### COMPITO ASSEGNATO 1
Rispondi a queste domande sul brano dedicato agli Amanti di Carlo Levi, contrassegnando ogni risposta con la stessa lettera:
(a) Chi è il personaggio maschile ritratto nei primi Amanti?
(b) Secondo quanto riconosciuto dallo stesso Levi, di quale tema è variante quello degli Amanti?
(c) Che cosa riproducono gli ultimi sette disegni del libro Carlo Levi inedito?
### COMPITO ASSEGNATO 2
Come prosegue il brano sugli Amanti di Carlo Levi? Scrivine il seguito a partire dalla sua ultima frase.

### BRANO CITATO
*-*-*
Illuminanti le considerazioni di Guido Sacerdoti, uno dei sette nipoti di Levi, in relazione agli Amanti:
“Alcuni dei primi Amanti sono esplicitamente ritratti. Il personaggio maschile è lo stesso Levi, la donna è Paola O. [Paola Olivetti, moglie dell’ingegnere Adriano Olivetti]. Lui resterà fino alle ultime prove (1974), lei subirà varie reincarnazioni […]. Gli Amanti, come si è detto, aderiscono ad un modulo fisso rappresentato dal viso di un uomo e di una donna che si baciano. Nello schema prevalente il volto dell’uomo è di profilo, quello della donna giace di tre quarti. Spesso si intravedono mani che cingono ed accarezzano; qualche volta compare una spalla, un seno, raramente lo sguardo scende più giù. E non certo per ragioni di autocensura, ma per esigenze figurative e di contenuto. Levi, infatti, mira ad una struttura rigorosamente chiusa, circolare od ovoidale, che non disperda la tensione emotiva, quale si ottiene disegnando per l’appunto due emivisi che si fondono in uno. Siamo con ciò lontanissimi dai canoni di certa pittura erotica novecentesca […]. Sono i volti degli Amanti, mediante l’intreccio delle chiome e la fusione delle labbra, a copulare .“
 Il tema degli Amanti  è, come ha riconosciuto lo stesso Levi, una variante di quello di Narciso e della «doppiezza unita», ossia della Madre. Questi tre motivi ripropongono le tematiche prettamente leviane della conoscenza, della conoscenza di sé, della scoperta (o invenzione) della verità. Non è quindi affatto casuale che Levi ricorra a questi tre motivi che si ricollegano e combaciano alla perfezione con le riflessioni contenute in  Quaderno a cancelli. Sia scrivendo che disegnando (tanto con la matita – o la penna – che con i pennarelli) Carlo Levi ha rievocato l’«immortalità» perduta, «quel cerchio perfetto, quella sfera simbiotica, quella unità senza macchia né fessura, quel due in uno, quell’altro non mai altro, quella eternità di vita […] quella pienezza, quella energia tutta chiusa nella sfera perfetta, quella verginità erotica, quella ambiguità unitaria, quella ambivalenza che sola è onnivalente» (QC, p. 27). Oramai la Madre è morta: «rotta la naturale unità della sfera materno-filiale, dell’uovo, della curva perfetta e senza paura, comincia il tempo, l’individuo, la paura, la storia, gli avvenimenti, il terrore del buio, l’insonnia, la malattia, cioè la civiltà e la cultura» (QC, p. 29). Infine, gli ultimi sette disegni del libro Carlo Levi inedito riproducono personaggi e soggetti di “Quaderno a cancelli”, tra cui spicca il già citato Eroe birmano, simbolo della persona ‘malata’, in quanto ha perduto l’immortalità.
*-*-*
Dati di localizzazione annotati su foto
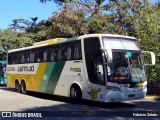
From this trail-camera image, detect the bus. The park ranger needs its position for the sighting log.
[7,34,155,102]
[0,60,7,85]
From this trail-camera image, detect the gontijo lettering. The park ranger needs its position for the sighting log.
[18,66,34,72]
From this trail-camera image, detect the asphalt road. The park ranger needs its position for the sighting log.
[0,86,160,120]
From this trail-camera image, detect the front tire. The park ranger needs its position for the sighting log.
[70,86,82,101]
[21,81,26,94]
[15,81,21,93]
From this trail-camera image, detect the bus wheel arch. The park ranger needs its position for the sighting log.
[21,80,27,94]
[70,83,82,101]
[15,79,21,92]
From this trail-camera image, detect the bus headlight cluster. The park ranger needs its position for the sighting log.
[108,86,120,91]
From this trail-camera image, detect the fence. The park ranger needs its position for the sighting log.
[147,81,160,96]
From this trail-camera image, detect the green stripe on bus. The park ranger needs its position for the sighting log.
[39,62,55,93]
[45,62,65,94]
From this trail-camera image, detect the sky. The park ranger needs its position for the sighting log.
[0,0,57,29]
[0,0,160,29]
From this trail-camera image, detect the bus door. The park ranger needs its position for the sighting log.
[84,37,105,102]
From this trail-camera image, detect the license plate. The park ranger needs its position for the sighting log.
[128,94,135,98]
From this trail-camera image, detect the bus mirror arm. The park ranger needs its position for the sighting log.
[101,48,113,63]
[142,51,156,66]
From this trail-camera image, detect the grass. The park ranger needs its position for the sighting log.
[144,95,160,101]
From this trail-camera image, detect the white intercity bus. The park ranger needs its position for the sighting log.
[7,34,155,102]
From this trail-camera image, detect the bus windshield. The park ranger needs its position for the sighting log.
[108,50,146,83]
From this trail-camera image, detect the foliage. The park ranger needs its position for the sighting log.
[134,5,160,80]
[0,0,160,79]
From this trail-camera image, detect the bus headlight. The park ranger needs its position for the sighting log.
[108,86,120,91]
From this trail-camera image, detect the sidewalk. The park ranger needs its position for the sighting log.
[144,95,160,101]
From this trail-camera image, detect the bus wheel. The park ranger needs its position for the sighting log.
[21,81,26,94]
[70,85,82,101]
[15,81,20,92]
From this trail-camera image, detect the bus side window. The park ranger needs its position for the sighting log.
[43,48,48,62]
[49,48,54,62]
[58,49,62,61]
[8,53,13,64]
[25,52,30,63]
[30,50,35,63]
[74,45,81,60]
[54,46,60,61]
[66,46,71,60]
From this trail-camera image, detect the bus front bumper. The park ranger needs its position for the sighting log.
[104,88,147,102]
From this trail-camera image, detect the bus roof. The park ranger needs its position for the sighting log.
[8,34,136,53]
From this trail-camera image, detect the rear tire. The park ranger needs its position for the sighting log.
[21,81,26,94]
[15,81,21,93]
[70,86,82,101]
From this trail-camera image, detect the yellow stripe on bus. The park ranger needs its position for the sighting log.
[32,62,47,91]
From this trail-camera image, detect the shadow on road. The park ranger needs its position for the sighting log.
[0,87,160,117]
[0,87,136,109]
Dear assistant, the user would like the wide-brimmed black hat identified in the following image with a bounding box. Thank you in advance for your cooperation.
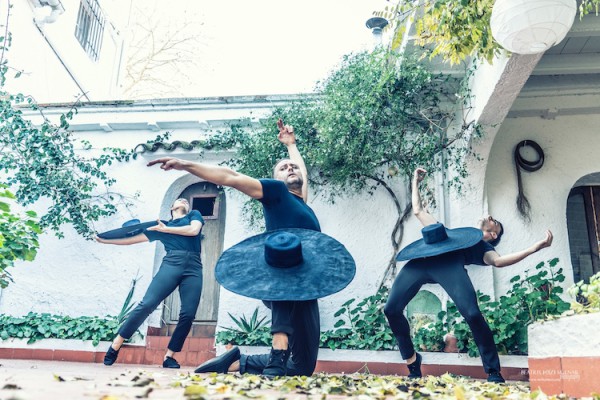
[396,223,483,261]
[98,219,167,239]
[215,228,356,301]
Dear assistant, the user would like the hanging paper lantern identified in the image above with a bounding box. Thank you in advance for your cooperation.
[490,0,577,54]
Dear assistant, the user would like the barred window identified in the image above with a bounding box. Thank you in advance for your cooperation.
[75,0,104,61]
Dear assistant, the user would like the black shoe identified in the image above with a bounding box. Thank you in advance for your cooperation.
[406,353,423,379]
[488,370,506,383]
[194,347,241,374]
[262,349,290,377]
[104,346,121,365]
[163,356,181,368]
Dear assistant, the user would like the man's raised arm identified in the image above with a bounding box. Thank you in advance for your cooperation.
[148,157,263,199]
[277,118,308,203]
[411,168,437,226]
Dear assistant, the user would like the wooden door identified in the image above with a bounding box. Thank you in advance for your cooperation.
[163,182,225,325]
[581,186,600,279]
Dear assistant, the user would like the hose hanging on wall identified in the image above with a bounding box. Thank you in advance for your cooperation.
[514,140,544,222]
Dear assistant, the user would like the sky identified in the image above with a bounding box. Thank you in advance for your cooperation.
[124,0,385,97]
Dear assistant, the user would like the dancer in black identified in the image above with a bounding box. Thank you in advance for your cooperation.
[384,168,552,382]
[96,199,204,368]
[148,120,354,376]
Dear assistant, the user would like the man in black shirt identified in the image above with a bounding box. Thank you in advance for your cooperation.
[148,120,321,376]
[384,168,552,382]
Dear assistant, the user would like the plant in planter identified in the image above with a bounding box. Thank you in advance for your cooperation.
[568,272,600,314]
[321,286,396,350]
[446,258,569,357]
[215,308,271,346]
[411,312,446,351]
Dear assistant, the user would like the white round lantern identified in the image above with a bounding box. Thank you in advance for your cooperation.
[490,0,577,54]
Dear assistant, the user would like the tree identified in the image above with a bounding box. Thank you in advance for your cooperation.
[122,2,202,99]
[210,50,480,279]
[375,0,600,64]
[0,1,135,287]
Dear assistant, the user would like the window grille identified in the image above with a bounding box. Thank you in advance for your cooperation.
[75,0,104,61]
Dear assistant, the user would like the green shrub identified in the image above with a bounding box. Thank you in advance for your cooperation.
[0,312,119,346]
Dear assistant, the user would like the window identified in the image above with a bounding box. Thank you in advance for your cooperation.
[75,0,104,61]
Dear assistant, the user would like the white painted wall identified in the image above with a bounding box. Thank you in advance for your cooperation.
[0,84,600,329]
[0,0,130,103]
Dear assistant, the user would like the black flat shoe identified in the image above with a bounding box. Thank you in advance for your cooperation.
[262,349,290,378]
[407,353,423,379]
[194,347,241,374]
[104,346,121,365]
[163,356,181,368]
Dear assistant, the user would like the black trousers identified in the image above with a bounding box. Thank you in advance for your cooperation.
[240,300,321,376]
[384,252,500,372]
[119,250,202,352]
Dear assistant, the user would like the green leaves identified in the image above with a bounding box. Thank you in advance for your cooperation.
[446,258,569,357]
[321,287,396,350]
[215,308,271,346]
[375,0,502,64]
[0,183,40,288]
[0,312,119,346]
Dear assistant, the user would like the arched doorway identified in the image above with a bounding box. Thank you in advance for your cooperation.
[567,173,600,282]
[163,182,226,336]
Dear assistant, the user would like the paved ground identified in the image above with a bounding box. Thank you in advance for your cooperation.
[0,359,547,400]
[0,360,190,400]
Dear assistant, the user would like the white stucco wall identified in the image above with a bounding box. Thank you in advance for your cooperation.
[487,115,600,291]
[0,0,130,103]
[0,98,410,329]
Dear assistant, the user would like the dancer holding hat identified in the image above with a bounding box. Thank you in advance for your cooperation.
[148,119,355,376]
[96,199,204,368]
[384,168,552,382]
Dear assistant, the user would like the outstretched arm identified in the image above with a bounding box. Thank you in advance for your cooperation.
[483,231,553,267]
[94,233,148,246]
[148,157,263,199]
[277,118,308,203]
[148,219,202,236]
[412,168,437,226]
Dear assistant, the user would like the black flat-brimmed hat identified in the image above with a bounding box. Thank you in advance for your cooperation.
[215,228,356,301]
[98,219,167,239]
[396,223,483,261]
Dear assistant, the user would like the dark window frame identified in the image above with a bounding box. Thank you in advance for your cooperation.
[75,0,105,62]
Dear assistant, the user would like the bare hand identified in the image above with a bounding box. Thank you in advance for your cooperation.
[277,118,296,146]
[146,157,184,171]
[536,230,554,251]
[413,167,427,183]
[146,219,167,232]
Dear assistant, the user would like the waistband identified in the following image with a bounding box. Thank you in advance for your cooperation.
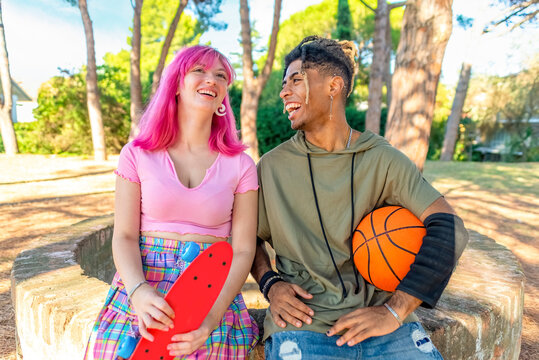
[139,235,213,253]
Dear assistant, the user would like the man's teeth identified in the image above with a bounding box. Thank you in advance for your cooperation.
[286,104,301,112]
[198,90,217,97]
*-*-*
### RISPOSTA 1
(a) Lo stesso Levi.
(b) Del tema di Narciso e della «doppiezza unita», ossia della Madre.
(c) Personaggi e soggetti di "Quaderno a cancelli", tra cui spicca l'Eroe birmano.

### RISPOSTA 2
Va anche precisato che l’espressione “quaderno a cancelli” risale in realtà a Rocco Scotellaro che, nella poesia “Dedica a una bambina” (1952), scrive:


Questo piccolo quaderno a cancelli
l’ho scritto per te di cui non parlo
per i tuoi occhi chiusi e i tuoi capelli
di cera, il naso che non può fiutarlo.


Il “quaderno a cancelli” evocato dal sindaco-poeta di Tricarico pare essere il quaderno delle prime quattro classi elementari di un tempo: cancelli in prima elementare con barre orizzontali e verticali, da cui, classe dopo classe scomparivano le barre verticali e restavano quelle orizzontali, come binari sempre più stretti, per guidare la scrittura degli alunni. L’espressione “quaderno a cancelli” ha poi dato il titolo all’ultima sezione di poesie di “È fatto giorno” (1954), pubblicate a cura dello stesso Levi. E non è un caso che, nella parte inedita del “notturno” leviano, venga citato anche Scotellaro, una delle poche persone ad aver contato nella formazione della vita dello scrittore torinese.